**WHAT TO DO:** In the entries below, count every line containing "embankment". Reply with the number alone.

Dataset records
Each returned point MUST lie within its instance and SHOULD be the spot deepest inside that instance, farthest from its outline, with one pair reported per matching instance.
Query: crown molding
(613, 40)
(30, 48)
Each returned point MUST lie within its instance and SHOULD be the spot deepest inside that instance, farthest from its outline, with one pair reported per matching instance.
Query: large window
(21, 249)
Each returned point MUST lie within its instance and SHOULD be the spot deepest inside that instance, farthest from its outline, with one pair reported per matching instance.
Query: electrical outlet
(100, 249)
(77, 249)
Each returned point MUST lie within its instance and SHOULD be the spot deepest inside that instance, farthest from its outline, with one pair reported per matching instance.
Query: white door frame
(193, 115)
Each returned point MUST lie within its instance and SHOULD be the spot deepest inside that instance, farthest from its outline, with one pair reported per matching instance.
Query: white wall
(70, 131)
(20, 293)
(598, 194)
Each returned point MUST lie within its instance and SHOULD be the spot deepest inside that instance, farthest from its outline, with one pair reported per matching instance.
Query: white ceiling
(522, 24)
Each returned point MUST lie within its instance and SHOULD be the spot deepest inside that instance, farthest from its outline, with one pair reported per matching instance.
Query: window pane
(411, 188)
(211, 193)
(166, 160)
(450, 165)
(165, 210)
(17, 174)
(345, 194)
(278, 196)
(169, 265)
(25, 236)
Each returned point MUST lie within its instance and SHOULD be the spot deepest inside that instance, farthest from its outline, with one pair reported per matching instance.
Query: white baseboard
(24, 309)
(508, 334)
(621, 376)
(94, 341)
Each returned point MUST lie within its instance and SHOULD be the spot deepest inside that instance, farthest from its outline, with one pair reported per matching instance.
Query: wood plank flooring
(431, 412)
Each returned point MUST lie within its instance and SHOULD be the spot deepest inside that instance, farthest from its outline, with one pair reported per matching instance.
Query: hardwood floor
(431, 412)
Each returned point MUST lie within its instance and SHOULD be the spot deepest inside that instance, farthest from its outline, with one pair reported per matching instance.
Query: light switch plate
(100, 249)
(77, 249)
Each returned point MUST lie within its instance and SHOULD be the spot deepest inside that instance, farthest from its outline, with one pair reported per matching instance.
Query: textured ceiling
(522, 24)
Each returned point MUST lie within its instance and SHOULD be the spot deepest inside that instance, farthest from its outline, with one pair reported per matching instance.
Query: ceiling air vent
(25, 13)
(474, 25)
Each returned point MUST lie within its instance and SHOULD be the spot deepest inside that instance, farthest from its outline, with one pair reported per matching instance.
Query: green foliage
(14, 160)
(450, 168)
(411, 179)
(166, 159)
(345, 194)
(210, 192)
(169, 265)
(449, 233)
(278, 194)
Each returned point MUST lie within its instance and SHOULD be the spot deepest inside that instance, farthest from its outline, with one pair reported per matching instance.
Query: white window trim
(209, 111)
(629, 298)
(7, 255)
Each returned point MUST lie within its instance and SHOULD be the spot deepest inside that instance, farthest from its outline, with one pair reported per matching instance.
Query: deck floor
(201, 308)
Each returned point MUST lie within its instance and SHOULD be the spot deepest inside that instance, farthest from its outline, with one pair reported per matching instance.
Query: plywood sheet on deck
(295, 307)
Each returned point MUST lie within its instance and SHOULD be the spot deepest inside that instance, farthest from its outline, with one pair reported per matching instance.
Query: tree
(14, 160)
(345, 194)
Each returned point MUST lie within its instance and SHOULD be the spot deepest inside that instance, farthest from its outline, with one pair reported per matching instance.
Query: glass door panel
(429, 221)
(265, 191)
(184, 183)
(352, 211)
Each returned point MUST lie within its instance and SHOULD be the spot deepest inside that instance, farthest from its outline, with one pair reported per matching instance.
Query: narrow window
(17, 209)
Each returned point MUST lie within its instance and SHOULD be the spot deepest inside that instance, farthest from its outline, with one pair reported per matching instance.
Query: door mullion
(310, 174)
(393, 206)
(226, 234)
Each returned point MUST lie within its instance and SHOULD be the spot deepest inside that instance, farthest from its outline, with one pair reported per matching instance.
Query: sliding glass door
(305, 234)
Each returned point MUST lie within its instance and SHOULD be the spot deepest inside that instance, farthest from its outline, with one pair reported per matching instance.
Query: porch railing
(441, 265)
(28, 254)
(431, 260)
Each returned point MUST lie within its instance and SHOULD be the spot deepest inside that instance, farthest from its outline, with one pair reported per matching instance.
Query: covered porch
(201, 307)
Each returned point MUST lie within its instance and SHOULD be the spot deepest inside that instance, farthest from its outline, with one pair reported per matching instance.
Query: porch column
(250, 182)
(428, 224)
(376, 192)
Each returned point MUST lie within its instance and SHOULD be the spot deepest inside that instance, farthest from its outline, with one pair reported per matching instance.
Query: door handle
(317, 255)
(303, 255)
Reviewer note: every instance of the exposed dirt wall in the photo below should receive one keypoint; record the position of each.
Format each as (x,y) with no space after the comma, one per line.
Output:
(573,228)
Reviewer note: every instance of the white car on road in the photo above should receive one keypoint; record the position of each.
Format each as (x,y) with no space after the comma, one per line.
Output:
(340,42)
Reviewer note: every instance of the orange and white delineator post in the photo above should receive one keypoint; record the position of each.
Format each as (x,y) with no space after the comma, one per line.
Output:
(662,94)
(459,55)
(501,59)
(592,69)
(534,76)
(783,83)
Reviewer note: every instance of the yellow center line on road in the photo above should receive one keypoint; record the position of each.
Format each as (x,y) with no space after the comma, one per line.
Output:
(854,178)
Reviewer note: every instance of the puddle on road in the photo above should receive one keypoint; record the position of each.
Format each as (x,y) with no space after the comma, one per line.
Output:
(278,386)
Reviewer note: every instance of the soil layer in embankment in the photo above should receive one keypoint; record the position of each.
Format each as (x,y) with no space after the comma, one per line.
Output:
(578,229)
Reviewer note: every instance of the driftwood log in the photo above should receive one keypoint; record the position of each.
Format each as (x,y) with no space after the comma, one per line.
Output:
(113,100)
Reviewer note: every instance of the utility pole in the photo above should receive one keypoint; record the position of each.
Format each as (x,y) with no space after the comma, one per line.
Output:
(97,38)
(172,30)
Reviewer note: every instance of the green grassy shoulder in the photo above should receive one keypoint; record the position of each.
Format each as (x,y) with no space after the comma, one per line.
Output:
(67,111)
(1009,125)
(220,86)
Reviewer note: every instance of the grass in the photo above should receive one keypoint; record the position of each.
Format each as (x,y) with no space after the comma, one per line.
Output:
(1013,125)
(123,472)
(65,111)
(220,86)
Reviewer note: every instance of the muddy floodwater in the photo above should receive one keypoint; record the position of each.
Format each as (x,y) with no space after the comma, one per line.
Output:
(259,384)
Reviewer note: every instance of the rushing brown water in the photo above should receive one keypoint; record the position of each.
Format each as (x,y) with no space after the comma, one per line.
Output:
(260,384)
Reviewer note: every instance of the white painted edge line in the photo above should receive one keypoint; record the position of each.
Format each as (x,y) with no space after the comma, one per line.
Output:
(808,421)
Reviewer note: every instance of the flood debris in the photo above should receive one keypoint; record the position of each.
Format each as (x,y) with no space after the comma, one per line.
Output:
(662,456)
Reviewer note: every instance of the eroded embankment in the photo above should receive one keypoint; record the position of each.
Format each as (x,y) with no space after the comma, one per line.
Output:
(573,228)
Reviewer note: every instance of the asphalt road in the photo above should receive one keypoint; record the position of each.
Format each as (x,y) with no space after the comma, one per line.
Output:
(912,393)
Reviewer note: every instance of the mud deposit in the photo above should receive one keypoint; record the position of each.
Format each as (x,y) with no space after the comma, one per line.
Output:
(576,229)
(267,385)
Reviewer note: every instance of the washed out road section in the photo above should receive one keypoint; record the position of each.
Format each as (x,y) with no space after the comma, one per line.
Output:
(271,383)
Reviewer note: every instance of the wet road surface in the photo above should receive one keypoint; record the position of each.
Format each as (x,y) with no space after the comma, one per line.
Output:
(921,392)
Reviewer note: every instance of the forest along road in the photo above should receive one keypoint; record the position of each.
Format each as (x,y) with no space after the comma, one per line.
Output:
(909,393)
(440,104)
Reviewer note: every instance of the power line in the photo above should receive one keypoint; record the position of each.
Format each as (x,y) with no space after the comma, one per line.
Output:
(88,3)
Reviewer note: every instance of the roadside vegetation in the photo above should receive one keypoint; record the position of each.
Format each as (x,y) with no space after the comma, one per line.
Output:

**RESPONSE:** 2